Accordéon ou piano?

Une lueur malicieuse filtre entre les longs cils de Tamara Savic lorsque Nenad Jestrovic s’inquiète de la provenance du veau qu’il s’apprête à déguster. « Oui, ça le tracasse vraiment! Il est très attentif à la qualité de la nourriture ».

La vie à deux est bien plus agréable, surtout quand on joue à l’étranger. Avant, je me retrouvais seul à la maison, après les entraînements. Désormais, ma femme est là. Tamara suit mes matches et elle est mon meilleur supporter. Lorsque j’ai un problème, je peux en discuter avec elle. Mais ce n’est pas pour m’épargner des tâches ménagères car je m’en acquitte volontiers, à part la cuisine. En fait, je ne peux pas passer la journée devant la télévision.

┄┄┄┄┄┄┄┄┄┄┄┄┄┄┄┄┄┄┄┄

* **Consignes**
a) Dans le texte source, de quoi Nenad Jestrovic s'inquiète-t-il au sujet du veau qu'il va manger ?
b) Rédigez la suite du texte source sur Tamara Savic et Nenad Jestrovic en reprenant juste après sa dernière phrase.

* **Extrait de données**
┄┄┄┄┄┄┄┄┄┄┄┄┄┄┄┄┄┄┄┄

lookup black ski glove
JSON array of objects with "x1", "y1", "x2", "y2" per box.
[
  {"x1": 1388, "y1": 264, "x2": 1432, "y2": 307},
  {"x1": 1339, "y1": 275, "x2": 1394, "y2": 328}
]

┄┄┄┄┄┄┄┄┄┄┄┄┄┄┄┄┄┄┄┄

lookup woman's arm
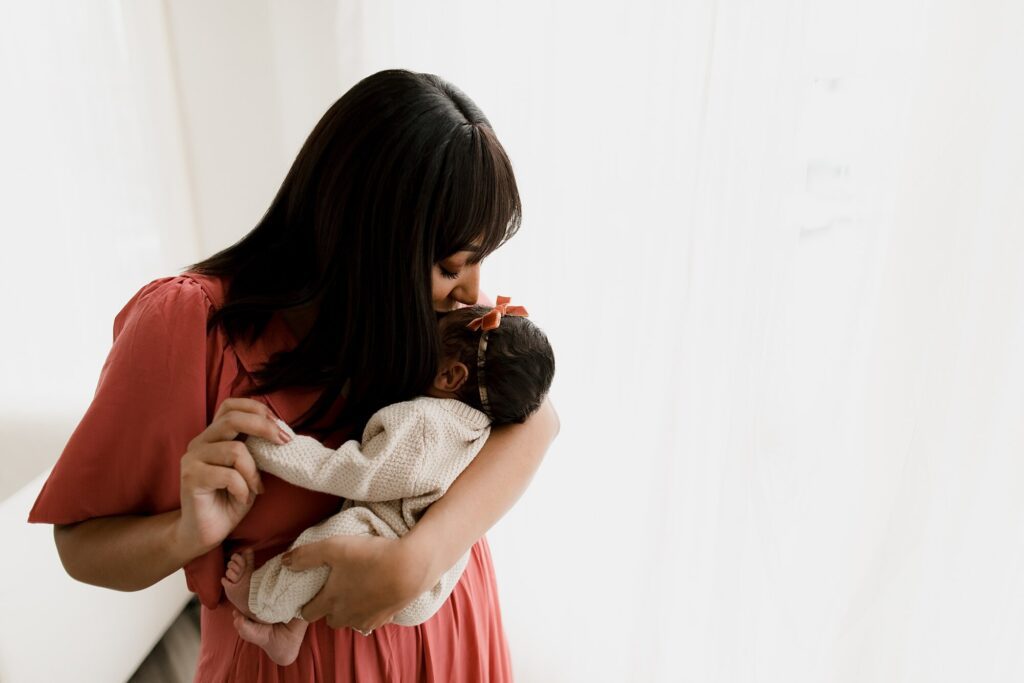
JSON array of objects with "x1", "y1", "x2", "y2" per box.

┄┄┄┄┄┄┄┄┄┄┄┄┄┄┄┄┄┄┄┄

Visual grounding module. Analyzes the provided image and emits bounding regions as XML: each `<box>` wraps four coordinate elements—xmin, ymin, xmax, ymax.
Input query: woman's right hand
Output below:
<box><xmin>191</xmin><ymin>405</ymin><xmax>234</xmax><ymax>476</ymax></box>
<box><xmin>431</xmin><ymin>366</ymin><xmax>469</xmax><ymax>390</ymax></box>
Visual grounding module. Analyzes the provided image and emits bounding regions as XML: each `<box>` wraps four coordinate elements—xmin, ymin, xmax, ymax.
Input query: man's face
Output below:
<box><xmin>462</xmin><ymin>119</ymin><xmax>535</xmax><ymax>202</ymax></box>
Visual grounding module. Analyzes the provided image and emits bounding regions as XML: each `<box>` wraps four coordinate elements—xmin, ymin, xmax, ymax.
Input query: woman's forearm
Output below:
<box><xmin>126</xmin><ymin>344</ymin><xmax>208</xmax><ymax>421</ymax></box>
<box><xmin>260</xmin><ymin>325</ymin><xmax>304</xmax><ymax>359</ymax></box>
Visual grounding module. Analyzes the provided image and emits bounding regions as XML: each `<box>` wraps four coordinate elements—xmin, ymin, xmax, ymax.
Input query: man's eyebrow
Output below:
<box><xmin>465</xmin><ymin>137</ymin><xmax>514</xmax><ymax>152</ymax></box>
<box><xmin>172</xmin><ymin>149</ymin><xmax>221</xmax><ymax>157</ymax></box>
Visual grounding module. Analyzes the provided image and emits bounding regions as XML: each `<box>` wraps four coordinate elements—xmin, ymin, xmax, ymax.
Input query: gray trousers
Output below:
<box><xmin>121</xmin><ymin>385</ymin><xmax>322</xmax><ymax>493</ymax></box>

┄┄┄┄┄┄┄┄┄┄┄┄┄┄┄┄┄┄┄┄

* **Réponses par tâche**
a) De sa provenance.

b)
Comment vous êtes-vous connus?

Oh, c’est une longue histoire! Tamara est née en Suisse et elle y a grandi mais elle revenait souvent à Obrenovac, sa ville natale, située à vingt kilomètres de Belgrade. Nos deux familles habitent à deux cents mètres l’une de l’autre et nous avons souvent joué ensemble, nous allions nager dans la rivière. Dès que je l’ai vue, j’en suis tombé amoureux. J’avais 17 ans, elle 14. C’est un amour d’enfance, si vous voulez.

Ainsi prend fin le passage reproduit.